Given records: Begin
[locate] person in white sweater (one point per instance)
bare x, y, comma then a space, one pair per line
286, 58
Given records: End
Given records: Begin
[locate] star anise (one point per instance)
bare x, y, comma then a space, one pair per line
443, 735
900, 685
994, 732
Given records: End
Given records: Begin
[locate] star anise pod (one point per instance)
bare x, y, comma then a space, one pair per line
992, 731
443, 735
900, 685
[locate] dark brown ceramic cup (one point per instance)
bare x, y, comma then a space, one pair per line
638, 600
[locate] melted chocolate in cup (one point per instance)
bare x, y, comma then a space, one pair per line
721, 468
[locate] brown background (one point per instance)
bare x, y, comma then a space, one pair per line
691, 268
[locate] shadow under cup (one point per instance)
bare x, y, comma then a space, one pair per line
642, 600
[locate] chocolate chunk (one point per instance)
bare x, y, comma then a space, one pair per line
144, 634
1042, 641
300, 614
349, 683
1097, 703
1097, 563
Given records: End
Starting from the data above, filter for lines with "point" and copy each one.

[locate] person in white sweater (one point per instance)
[locate] star anise (one point per instance)
[locate] star anise pod (one point per instance)
[locate] dark brown ceramic cup (one point per instance)
[locate] melted chocolate in cup (one point per instance)
[locate] brown background (one point per instance)
[locate] shadow under cup (one point per instance)
[locate] chocolate chunk (one point per instance)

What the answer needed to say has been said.